* BEGIN *

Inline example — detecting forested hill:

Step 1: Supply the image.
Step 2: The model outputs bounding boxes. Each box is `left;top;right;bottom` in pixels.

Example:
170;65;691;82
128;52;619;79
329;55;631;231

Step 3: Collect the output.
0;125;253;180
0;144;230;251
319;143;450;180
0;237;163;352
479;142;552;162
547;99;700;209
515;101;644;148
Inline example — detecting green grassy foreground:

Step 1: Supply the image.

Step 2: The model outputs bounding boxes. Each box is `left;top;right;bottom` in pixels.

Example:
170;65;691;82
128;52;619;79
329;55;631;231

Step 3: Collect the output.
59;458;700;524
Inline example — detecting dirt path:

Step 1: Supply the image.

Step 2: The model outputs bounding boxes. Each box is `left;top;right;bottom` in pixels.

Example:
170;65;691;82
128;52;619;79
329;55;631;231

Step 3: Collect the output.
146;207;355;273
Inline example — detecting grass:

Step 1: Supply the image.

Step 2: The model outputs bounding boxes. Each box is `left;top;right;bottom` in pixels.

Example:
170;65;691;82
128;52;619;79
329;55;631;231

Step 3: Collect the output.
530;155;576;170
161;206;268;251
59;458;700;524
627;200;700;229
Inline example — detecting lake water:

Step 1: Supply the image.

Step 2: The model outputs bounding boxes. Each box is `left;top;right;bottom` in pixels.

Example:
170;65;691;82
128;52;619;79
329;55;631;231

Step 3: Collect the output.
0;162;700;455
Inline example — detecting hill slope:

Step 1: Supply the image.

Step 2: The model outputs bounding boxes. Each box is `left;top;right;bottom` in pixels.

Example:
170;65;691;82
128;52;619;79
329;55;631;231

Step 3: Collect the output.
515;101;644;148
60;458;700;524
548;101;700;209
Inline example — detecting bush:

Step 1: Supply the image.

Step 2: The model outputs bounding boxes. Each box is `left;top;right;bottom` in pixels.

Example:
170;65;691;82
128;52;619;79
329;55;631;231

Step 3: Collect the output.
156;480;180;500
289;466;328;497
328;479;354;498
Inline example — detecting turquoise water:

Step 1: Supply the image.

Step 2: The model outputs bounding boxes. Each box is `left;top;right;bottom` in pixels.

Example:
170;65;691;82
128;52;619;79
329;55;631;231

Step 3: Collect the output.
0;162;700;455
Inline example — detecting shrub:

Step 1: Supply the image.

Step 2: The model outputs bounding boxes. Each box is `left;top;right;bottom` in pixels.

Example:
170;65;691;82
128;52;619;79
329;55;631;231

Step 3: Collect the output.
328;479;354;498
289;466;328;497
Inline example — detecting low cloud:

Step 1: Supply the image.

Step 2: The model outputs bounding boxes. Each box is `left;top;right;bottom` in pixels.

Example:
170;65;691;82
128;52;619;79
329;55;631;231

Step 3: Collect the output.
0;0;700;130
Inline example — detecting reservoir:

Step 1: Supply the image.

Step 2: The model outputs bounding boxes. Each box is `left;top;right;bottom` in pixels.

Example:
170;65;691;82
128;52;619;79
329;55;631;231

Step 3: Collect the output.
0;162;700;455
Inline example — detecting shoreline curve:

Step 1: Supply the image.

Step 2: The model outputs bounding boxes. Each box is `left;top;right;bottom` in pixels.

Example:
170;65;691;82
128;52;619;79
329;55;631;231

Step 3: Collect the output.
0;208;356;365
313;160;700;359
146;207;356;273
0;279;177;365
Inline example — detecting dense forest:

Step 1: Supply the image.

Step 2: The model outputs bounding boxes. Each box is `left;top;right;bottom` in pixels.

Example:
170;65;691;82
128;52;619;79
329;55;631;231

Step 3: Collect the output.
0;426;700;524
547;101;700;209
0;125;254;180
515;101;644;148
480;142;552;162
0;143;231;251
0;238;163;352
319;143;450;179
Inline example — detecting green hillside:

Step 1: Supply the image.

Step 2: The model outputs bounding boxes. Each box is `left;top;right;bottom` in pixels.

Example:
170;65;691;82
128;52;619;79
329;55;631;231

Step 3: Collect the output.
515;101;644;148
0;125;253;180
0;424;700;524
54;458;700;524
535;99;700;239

* END *

Objective:
Retype all of the data above line for line, with no changes.

Correct response:
Inline example — detecting forested hill:

Step 1: Supply the image.
Step 2: The model outputs bounding boxes. Each box is `left;top;right;bottom` in pixels.

Example:
170;65;691;82
128;52;619;79
329;55;631;231

Step 3: Collect the output.
0;125;253;180
0;144;230;251
319;143;450;180
0;237;163;352
479;142;552;162
547;99;700;209
515;101;644;148
Inline example — detecting green grassy foreground:

Step 1: Supply the image.

Step 2: The model outputs bounding boxes. Each box is `left;top;right;bottom` in pixels.

Example:
170;65;691;82
128;52;619;79
329;55;631;231

Step 3: Collect the output.
59;458;700;524
Inline example — detecting dirt path:

Step 1: Supply the image.

Step 2: The model outputs bounding boxes. Each box is `left;top;right;bottom` in pixels.

Example:
170;65;691;82
128;52;619;79
329;55;631;231

Step 3: Collect the output.
146;207;355;273
Inline example — detecting grass:

Step 1: Supply the image.

Step 2: The model outputs bounding boxes. Each box is `left;top;right;bottom` in pixels.

Example:
170;65;691;82
128;52;619;79
329;55;631;231

Step 3: Collect the output.
530;155;576;170
161;206;268;251
59;458;700;524
627;200;700;229
Inline example — detecting lake water:

Step 1: Supply the image.

Step 2: The model outputs bounding boxes. Each box is `left;top;right;bottom` in pixels.

Example:
170;65;691;82
128;52;619;79
329;55;631;231

Step 3: Collect the output.
0;162;700;455
Inline example — detecting hill slope:

Step 1: Supply the image.

Step 2: The model outputs bounding boxes. Each box is `left;top;right;bottom` in pixels.

Example:
170;65;691;82
128;52;619;79
329;55;631;231

Step 3: Collect the output.
515;101;644;148
60;458;700;524
548;101;700;209
Inline example — detecting bush:

Step 1: Supply the image.

Step 2: The model outputs bounding boxes. Each box is `left;top;right;bottom` in pixels.

Example:
170;65;691;82
128;52;619;79
329;55;631;231

Step 3: Collect the output.
156;480;180;500
289;466;328;497
328;479;354;498
Inline example — detecting turquoise water:

Step 1: Supply the image.

Step 2: The model outputs bounding boxes. Each box is `left;top;right;bottom` in pixels.

Example:
170;65;691;82
128;52;619;79
329;55;631;231

Step 3: Collect the output.
0;162;700;455
Inline example — detecting shrub:

Step 1: Supply the image.

Step 2: The model outputs bounding boxes. Each box is `left;top;right;bottom` in pixels.

Example:
170;65;691;82
128;52;619;79
329;55;631;231

Step 3: Collect the output.
328;479;354;498
289;466;328;497
Inline example — detecting low cloud:

Step 1: Supply the image.

Step 2: The model outputs bounding boxes. Each box is `left;top;right;bottom` in pixels.

Example:
170;65;691;82
128;52;619;79
329;55;631;231

Step 3: Collect the output.
0;0;700;130
Inline example — detecting reservoir:

Step 1: Supply the image.

Step 2: The model outputs bounding boxes. Each box is `left;top;right;bottom` in pixels.

Example:
170;65;691;82
128;52;619;79
329;55;631;231

Step 3: Collect the output.
0;162;700;455
Inline example — detecting shoreline curve:

Step 1: Supply the image.

Step 2: The model outputs bounding boxes. Each box is `left;top;right;bottom` in pixels.

Example:
170;65;691;82
128;52;619;79
329;55;631;231

Step 3: Collect the output.
0;208;356;365
313;160;700;359
146;207;356;273
0;279;177;365
Inline example — detecting dense forest:

Step 1: Supply the image.

Step 2: The model outputs bounding boxes. Each box is `left;top;right;bottom` in pixels.

Example:
170;65;691;82
128;52;619;79
329;55;631;231

Step 3: Collect the output.
0;426;700;524
547;101;700;209
0;125;254;180
515;101;644;148
480;142;552;162
0;143;231;251
0;238;163;352
319;143;450;179
Inline example — detecting green hillside:

Step 1: Supply the image.

Step 2: The model outputs bounding boxes. Each box is `left;top;right;bottom` in pixels.

Example:
170;65;691;82
128;52;619;79
329;55;631;231

Step 3: Collect the output.
515;101;644;148
0;125;253;180
0;424;700;524
54;458;700;524
535;99;700;239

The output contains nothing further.